**Work to do:**
Give the lines below as a JSON list of strings, one string per line, omitting blank lines and leaving out the pictures.

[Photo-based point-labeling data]
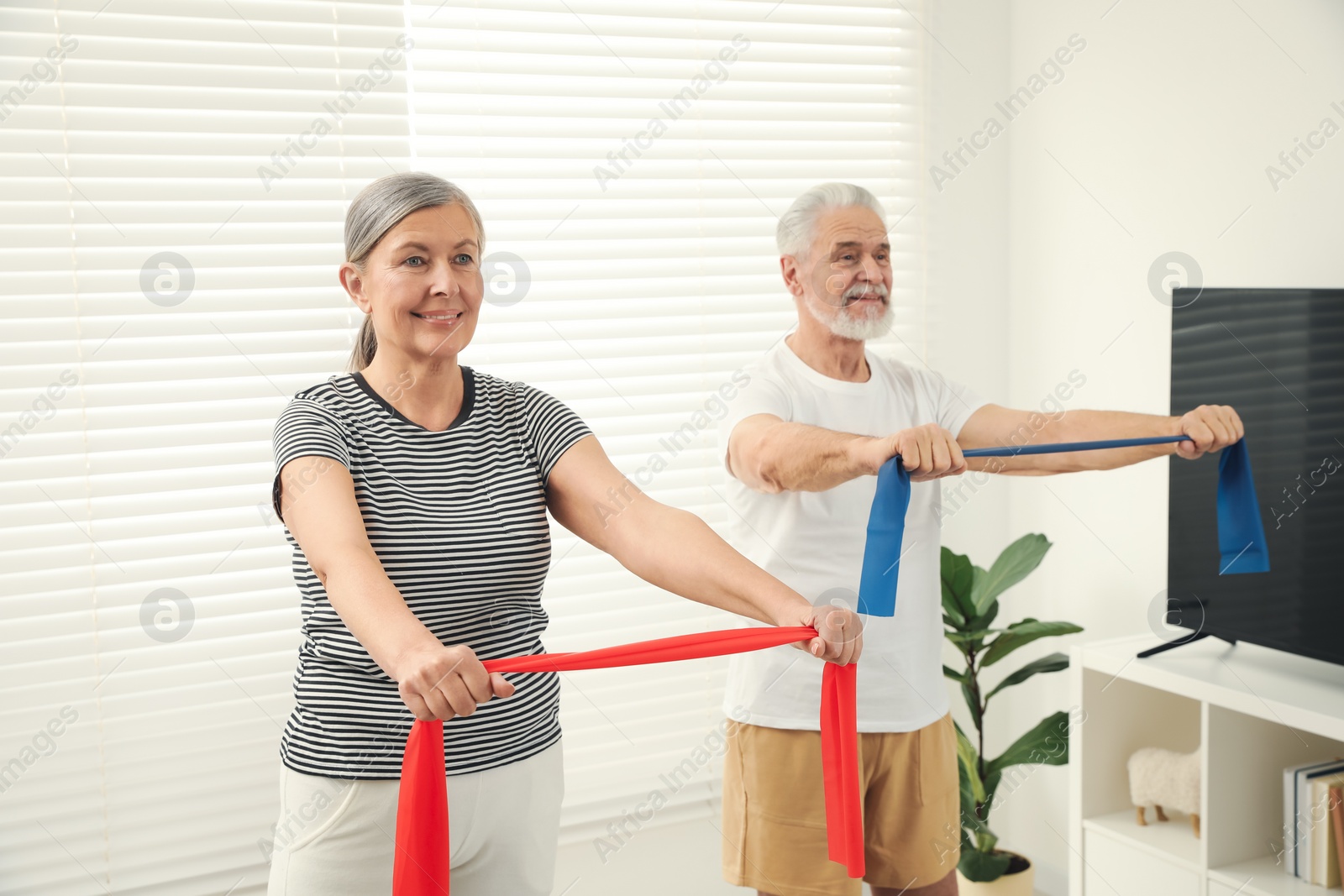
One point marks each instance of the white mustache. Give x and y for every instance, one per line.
x=859, y=289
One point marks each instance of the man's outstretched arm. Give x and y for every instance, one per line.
x=1211, y=427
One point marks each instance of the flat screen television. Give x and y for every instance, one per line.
x=1277, y=356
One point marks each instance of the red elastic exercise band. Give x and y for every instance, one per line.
x=421, y=867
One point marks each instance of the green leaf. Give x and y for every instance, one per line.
x=968, y=759
x=972, y=705
x=1045, y=745
x=1012, y=566
x=1023, y=633
x=1054, y=663
x=958, y=580
x=965, y=637
x=983, y=867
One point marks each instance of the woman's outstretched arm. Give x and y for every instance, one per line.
x=679, y=553
x=436, y=680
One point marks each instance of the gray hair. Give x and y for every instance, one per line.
x=799, y=226
x=380, y=207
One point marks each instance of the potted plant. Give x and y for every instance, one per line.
x=971, y=606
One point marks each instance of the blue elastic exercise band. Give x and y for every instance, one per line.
x=1241, y=537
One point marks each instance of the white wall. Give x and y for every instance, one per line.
x=1158, y=139
x=1163, y=127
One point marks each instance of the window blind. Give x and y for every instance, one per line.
x=172, y=210
x=175, y=177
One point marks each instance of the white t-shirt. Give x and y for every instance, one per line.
x=813, y=543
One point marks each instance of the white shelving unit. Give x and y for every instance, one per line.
x=1254, y=710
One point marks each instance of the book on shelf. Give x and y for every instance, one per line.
x=1297, y=801
x=1337, y=826
x=1324, y=868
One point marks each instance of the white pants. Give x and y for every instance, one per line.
x=335, y=837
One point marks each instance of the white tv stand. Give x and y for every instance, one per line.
x=1254, y=710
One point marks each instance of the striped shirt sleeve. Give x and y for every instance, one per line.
x=306, y=427
x=553, y=427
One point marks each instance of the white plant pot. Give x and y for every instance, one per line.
x=1019, y=884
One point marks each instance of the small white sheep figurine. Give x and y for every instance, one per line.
x=1164, y=778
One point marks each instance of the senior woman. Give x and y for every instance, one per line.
x=414, y=492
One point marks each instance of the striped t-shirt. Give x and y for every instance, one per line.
x=459, y=521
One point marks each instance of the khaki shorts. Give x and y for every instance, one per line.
x=774, y=824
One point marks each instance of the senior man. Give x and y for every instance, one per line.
x=803, y=445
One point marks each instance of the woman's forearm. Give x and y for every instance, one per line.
x=719, y=577
x=375, y=613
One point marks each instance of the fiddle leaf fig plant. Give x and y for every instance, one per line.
x=969, y=611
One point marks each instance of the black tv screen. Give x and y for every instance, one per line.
x=1277, y=356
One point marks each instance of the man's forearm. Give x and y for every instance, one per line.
x=796, y=457
x=1090, y=426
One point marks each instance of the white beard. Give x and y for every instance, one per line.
x=846, y=325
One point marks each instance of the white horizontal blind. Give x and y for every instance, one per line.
x=176, y=282
x=148, y=620
x=638, y=175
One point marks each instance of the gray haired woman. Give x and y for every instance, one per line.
x=414, y=492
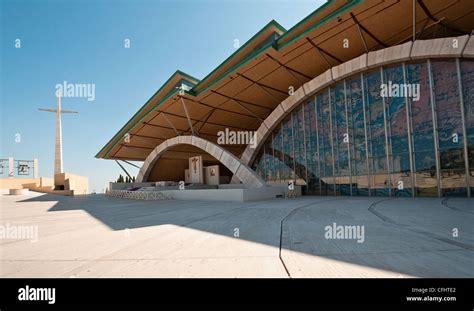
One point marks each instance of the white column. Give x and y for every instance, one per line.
x=35, y=168
x=58, y=149
x=10, y=167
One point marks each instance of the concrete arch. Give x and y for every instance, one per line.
x=419, y=49
x=240, y=170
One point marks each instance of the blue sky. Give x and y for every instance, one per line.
x=82, y=41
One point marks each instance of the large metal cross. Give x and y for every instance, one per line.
x=58, y=148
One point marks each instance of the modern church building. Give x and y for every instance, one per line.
x=362, y=97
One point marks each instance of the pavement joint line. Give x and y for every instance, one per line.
x=444, y=203
x=281, y=229
x=419, y=231
x=389, y=252
x=130, y=259
x=101, y=258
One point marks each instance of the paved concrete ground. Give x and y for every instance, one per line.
x=95, y=236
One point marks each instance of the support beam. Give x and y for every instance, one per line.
x=367, y=31
x=123, y=168
x=278, y=100
x=187, y=116
x=444, y=24
x=319, y=52
x=323, y=52
x=169, y=123
x=131, y=164
x=238, y=102
x=289, y=69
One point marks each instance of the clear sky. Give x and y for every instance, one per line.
x=82, y=41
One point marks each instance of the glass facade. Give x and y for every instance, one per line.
x=353, y=139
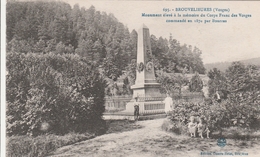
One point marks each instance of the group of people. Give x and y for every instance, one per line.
x=194, y=127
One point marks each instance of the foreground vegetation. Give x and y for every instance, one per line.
x=42, y=145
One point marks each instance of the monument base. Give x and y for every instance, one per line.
x=146, y=108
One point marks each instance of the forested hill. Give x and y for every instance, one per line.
x=43, y=27
x=222, y=66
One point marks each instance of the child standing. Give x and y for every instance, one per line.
x=192, y=126
x=136, y=109
x=202, y=128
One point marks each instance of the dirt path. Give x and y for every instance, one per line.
x=151, y=141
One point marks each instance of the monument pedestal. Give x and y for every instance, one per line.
x=146, y=87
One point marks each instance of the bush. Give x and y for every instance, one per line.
x=64, y=92
x=41, y=145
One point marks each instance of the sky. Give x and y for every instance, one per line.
x=238, y=39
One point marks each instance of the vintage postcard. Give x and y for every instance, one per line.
x=130, y=78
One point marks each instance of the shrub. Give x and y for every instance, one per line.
x=63, y=91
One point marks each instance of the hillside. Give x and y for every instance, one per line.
x=222, y=66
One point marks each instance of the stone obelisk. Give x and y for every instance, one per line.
x=146, y=87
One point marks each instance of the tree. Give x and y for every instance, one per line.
x=196, y=83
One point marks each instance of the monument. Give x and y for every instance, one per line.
x=146, y=87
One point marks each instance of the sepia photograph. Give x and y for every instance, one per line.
x=130, y=78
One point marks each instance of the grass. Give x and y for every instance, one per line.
x=42, y=145
x=121, y=125
x=236, y=133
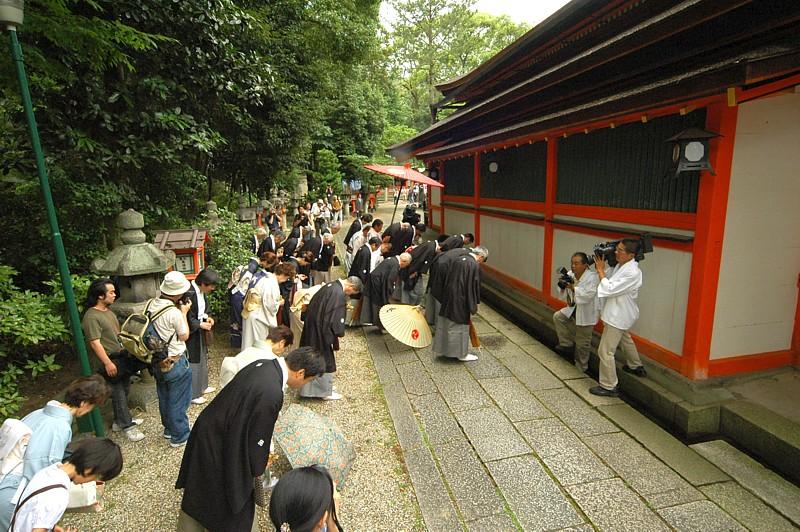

**Response for this exercise:**
[
  "One point marks each instance of the white mustache. Give x and y for every instance, one per line.",
  "x=859, y=289",
  "One point marks each instance of the man's outstretched arm. Give x and y for every instance, one per line.",
  "x=1211, y=427",
  "One point marks each instance of the flat screen television. Give x and y for every instance, one per line.",
  "x=1277, y=356",
  "One point marks each instance of the red elastic exercise band. Give x and y for every instance, one per line.",
  "x=421, y=867",
  "One point marks each instance of the green leaf. Give x and y for every instance, one per line.",
  "x=968, y=759",
  "x=972, y=705",
  "x=1045, y=745",
  "x=1012, y=566",
  "x=1023, y=633",
  "x=1054, y=663",
  "x=958, y=580",
  "x=965, y=637",
  "x=983, y=867",
  "One point marks each instance of the woman's outstretched arm. Give x and y for every instance, one per line.",
  "x=679, y=553",
  "x=436, y=680",
  "One point marks each instance of the gray hair. Give x and y for every instance, one per line.",
  "x=799, y=226",
  "x=380, y=207",
  "One point marks each instance of the potted plant. Give x and y for every instance, one per line.",
  "x=971, y=606",
  "One point marks each instance of the blue elastic exercise band. Give x and y for every instance, one per line.",
  "x=1241, y=537",
  "One point marks each instance of the white wall. Give x and y for every instance, one per line.",
  "x=1158, y=139",
  "x=1163, y=127",
  "One point marks each instance of the window blind. Give x and y for every instance, one per line.",
  "x=172, y=210",
  "x=175, y=177",
  "One point marks each instance of the white t-shirt. Give x and y for every instance, one per line.",
  "x=813, y=543",
  "One point marks each instance of the white shelving unit. Give x and y for every instance, one per line.",
  "x=1254, y=710",
  "One point marks each instance of the book on shelf. Give x and y for every instance, one per line.",
  "x=1297, y=801",
  "x=1337, y=826",
  "x=1324, y=868",
  "One point marks each instance of the white pants. Give x and y for every instance, one per line.",
  "x=335, y=837",
  "One point marks each instance of the white tv stand. Give x and y for every instance, one per line.",
  "x=1254, y=710",
  "One point marks each instance of the striped shirt sleeve. Give x and y for every instance, one per line.",
  "x=306, y=427",
  "x=553, y=427",
  "One point marks each instance of the white plant pot. Give x and y for every instance, one per line.",
  "x=1019, y=884",
  "One point marks each instance of the small white sheep figurine. Give x and y for every instance, one per line.",
  "x=1164, y=778",
  "One point marks each instance of the senior woman. Give x and y for every instance, one per line.",
  "x=414, y=492",
  "One point marks each instance of the striped t-shirt. Give x and y for every instance, one per line.",
  "x=459, y=521",
  "One point marks each instance of the khaki shorts. Give x and y for every instance, one per line.",
  "x=774, y=824",
  "One point marks each instance of the senior man. Give x and y for every instance, one per line.",
  "x=803, y=445",
  "One point marks each instance of the woman's forearm. Give x and y for every instance, one per line.",
  "x=719, y=577",
  "x=375, y=613",
  "One point marks each instance of the fiddle leaf fig plant. Give x and y for every instance, one per line.",
  "x=969, y=611",
  "One point marks each instance of the black tv screen. Give x and y for every instance, one per line.",
  "x=1277, y=356",
  "One point marks each instance of the man's forearm. Give x and y for every instance, one per line.",
  "x=796, y=457",
  "x=1090, y=426",
  "One point marks each instance of the white beard. Give x and y for every instance, one per line.",
  "x=846, y=325",
  "One point marks each instance of the white horizontal blind. Give x and y for every instance, one per line.",
  "x=176, y=282",
  "x=148, y=620",
  "x=638, y=175",
  "One point marks each instance of the gray haired woman. Give x and y for every instance, one per line.",
  "x=414, y=492",
  "One point marks each instance of the white column. Give x and y for every instance, one per line.",
  "x=35, y=168",
  "x=58, y=149",
  "x=10, y=167",
  "One point marks each instance of the concrete arch. Give x and y for every instance, one per line.",
  "x=419, y=49",
  "x=240, y=170",
  "One point marks each instance of the blue sky. Give x and y for every instance, one per line.",
  "x=82, y=41",
  "One point marks each instance of the large metal cross. Give x and y for every instance, one per line.",
  "x=58, y=148",
  "One point marks each instance of the modern church building. Give x and y for every instance, one per line.",
  "x=362, y=97",
  "One point marks each instance of the pavement joint line. Give x and y for every instance, one per line.",
  "x=444, y=203",
  "x=281, y=229",
  "x=419, y=231",
  "x=389, y=252",
  "x=130, y=259",
  "x=101, y=258",
  "One point marks each instance of the paved concrete ground. Give x and y for every instance, one per line.",
  "x=95, y=236",
  "One point marks each instance of the support beam. Give x and y for every instance, one per line.",
  "x=367, y=31",
  "x=123, y=168",
  "x=278, y=100",
  "x=187, y=116",
  "x=444, y=24",
  "x=319, y=52",
  "x=323, y=52",
  "x=169, y=123",
  "x=131, y=164",
  "x=238, y=102",
  "x=289, y=69",
  "One point marks each instance of the clear sky. Give x and y for every instance, one per line.",
  "x=82, y=41",
  "One point marks each instance of the glass facade. Give x and y for every instance, one per line.",
  "x=353, y=139",
  "One point marks each instance of the group of people. Give x and y for every instance, one per line.",
  "x=194, y=127",
  "One point marks each instance of the foreground vegetation. Give x and y for every instance, one per line.",
  "x=42, y=145",
  "One point marks each instance of the monument base. Give x and y for every instance, one per line.",
  "x=146, y=108",
  "One point marks each instance of the forested hill. Give x and y for every instance, one per line.",
  "x=43, y=27",
  "x=222, y=66",
  "One point marks each instance of the child standing. Give x and y for every instance, one per line.",
  "x=192, y=126",
  "x=136, y=109",
  "x=202, y=128",
  "One point marks each instance of the dirt path. Give x and y for every instance, one per line.",
  "x=151, y=141",
  "One point marks each instance of the monument pedestal. Give x and y for every instance, one per line.",
  "x=146, y=87",
  "One point marks each instance of the bush. Give x and y for every instance, one per line.",
  "x=64, y=92",
  "x=41, y=145",
  "One point marks each instance of the sky. Give x and y for every instance, one per line.",
  "x=238, y=39",
  "One point marks each instance of the vintage postcard. Give x and y for every instance, one per line.",
  "x=130, y=78",
  "One point marks each instance of the shrub. Give x and y for every instance, one per line.",
  "x=63, y=91",
  "One point marks each instance of the hillside. Give x and y for every instance, one per line.",
  "x=222, y=66",
  "One point marks each instance of the stone obelisk. Give x and y for every instance, one per line.",
  "x=146, y=87",
  "One point marks each instance of the tree. Give x and y for every instance, one per line.",
  "x=196, y=83",
  "One point marks each instance of the monument. Give x and y for every instance, one per line.",
  "x=146, y=87",
  "One point marks each instance of the sepia photograph. Give x and y for every instance, one per line.",
  "x=130, y=78",
  "One point marks each instance of the grass. Give x and y for every instance, one per line.",
  "x=42, y=145",
  "x=121, y=125",
  "x=236, y=133"
]